> _Page excerpt_
.....
Bullens also served as a backup vocalist on Rod Stewart's Atlantic Crossing, and with Elton John on three major tours, his album Blue Moves and his hit with Kiki Dee, "Don't Go Breaking My Heart" (both released in 1976).

Bullens provided vocals on three songs ("It's Raining on Prom Night", "Mooning", and "Freddy, My Love") on the soundtrack of the 1978 feature film, Grease. The album release Grease was nominated for the 1979 Grammy Award for "Album of the Year".

In 1980, Bullens earned another Grammy nomination: Grammy Award for Best Female Rock Vocal Performance, for the single "Survivor.”

In January 1980, Bullens hit the Billboard Hot 100 with the song "Trust Me". It peaked at No. 90. He withdrew from the music business in the early 1980s to raise a family, returning in the early and mid-1990s as a songwriter and then later as a touring and recording artist. Since 1999, Bullens has toured extensively all over the US, Canada, Europe and Australia, has appeared on several major TV shows, including Late Night with Conan O'Brien, Today Show, and CBS This Morning and many radio and TV stations around the world. He is featured in two documentaries, On This Island and Space Between Breaths (and scored the music).  Bullens wrote the music and lyrics for the musical Islands in 2000, which played on Broadway for a special performance at the New Victory Theater in September 2001, two weeks after 9/11.

In 1999, Bullens' album Somewhere Between Heaven and Earth (Artemis Records) was recorded in the first two years after the death of his daughter Jessie. It features Bonnie Raitt, Lucinda Williams, Rodney Crowell, Beth Nielsen Chapman, Bryan Adams, and top-tier musicians including George Marinelli, Benmont Tench, Kenny Edwards, and Michael Rhodes. Steven Soles co-produced one track, Tony Berg co-produced three tracks, and Rodney Crowell co-produced three tracks. It won the AFIM Best Rock Album in 2000 and was widely acclaimed.
.....
> _Extracted data_

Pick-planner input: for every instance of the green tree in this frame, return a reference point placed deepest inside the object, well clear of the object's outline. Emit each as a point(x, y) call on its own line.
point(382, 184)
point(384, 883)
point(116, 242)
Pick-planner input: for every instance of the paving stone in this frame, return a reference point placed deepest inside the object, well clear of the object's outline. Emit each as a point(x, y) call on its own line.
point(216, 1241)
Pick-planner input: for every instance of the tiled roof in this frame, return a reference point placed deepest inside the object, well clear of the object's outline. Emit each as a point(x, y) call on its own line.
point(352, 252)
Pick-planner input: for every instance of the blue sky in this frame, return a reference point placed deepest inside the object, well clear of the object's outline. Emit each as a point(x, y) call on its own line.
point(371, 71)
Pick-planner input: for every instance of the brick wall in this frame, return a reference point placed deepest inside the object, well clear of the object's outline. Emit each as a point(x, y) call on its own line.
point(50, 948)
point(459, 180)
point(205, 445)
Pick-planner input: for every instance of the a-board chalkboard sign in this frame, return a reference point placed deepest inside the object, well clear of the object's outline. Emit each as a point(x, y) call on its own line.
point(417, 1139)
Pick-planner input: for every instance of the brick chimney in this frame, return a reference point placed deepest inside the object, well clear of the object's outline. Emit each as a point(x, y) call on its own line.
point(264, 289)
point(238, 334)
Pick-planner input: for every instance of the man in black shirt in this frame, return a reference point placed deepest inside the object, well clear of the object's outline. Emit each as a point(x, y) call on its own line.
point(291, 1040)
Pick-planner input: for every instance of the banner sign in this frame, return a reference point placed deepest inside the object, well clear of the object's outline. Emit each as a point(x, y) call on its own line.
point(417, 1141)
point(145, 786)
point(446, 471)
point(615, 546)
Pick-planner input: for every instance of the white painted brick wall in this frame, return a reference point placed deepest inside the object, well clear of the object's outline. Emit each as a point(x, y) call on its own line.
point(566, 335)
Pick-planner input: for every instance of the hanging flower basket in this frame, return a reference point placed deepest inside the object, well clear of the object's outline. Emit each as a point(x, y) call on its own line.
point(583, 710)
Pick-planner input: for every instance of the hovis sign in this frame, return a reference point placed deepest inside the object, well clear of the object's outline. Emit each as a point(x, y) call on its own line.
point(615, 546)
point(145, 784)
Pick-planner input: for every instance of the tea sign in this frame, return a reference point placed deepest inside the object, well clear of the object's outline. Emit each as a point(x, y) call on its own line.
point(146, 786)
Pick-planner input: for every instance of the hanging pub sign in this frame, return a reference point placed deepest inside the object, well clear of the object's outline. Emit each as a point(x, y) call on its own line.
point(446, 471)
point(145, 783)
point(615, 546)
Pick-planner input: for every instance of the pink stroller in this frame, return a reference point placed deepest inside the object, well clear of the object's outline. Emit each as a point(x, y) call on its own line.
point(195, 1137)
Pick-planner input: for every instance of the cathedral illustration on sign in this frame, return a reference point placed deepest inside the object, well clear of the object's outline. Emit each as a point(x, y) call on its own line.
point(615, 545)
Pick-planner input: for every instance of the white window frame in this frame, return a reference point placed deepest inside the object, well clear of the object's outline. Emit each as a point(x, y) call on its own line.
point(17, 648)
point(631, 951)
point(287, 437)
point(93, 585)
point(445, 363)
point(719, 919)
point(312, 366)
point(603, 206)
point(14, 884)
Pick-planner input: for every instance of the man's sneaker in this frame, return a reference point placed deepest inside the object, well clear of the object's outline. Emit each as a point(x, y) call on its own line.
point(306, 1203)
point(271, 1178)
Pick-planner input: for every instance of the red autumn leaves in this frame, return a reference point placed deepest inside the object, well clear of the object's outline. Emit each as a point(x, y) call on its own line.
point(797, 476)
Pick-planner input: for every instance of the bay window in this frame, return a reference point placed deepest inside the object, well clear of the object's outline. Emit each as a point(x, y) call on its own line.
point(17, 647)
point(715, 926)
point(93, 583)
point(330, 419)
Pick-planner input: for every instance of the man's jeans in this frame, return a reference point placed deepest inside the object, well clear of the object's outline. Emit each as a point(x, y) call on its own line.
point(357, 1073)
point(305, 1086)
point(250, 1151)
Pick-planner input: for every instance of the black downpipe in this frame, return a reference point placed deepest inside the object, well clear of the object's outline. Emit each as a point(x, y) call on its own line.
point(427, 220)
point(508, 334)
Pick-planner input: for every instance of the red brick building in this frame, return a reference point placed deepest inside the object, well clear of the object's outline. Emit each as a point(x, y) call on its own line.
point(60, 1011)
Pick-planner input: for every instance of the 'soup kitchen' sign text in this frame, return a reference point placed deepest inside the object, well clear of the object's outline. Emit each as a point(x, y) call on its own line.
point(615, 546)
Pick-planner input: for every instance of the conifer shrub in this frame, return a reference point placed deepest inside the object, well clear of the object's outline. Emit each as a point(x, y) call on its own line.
.....
> _Problem A_
Take the rows from their start through the line holding "point(216, 1241)", inclusive, and write them out again with the requests, shifting every coordinate in the answers up by 23.
> _Problem B_
Pick up the passage on Bullens's music career after its last sentence and keep it going.
The text and the rows have no connection to each other.

> _Written answer A_
Pick-planner input: for every instance of the green tree in this frame, return a reference point placed deepest inside the object, well clear of the object's outline. Emit each as a point(x, y) call on its own line.
point(405, 207)
point(407, 906)
point(139, 265)
Pick-planner input: for every instance of the paving stone in this frame, return a reference point placed deepest inside the object, well clear of the object's outline. Emit each as a point(x, y) call on its own line.
point(239, 1264)

> _Written answer B_
In 2001, Bullens released Neverland; co-produced with Ray Kennedy, the album features Emmylou Harris, Steve Earle, and John Hiatt. In 2005, he released dream #2 again co-produced with Ray Kennedy. The title track features Elton John on piano. Delbert McClinton sings a duet with Bullens on "This Ain't Love" and Boston Red Sox knuckleballer Tim Wakefield adds his voice to "7 Days".

In 2007, Bullens formed a new group, The Refugees, with music veterans Wendy Waldman and Deborah Holland. Their first CD, Unbound, was released in January 2009. Their second album "Three" was released in February 2012.

In June 2010, Bullens' released Howling Trains and Barking Dogs on MC Records (Koch). The CD is a compilation of songs he co-wrote in Nashville during the early and mid-1990s with Radney Foster, Bill Lloyd, Al Anderson, Matraca Berg, Mary Ann Kennedy Kye Fleming, and Jimmy Tittle. The CD also includes two new songs written by him alone.

In August 2020, Bullens released his first album as Cidny, Walkin' Through This World, co-produced by Bullens and Ray Kennedy (Lucinda Williams, Steve Earle, Rodney Crowell). This new album is loosely themed around Cidny's transition, featuring the provocative first single "The Gender Line".

Bullens is also the subject of the award-winning documentary short The Gender Line (directed by TJ Parsell and produced by Bill Brimm), which played in many film festivals worldwide in 2019–20.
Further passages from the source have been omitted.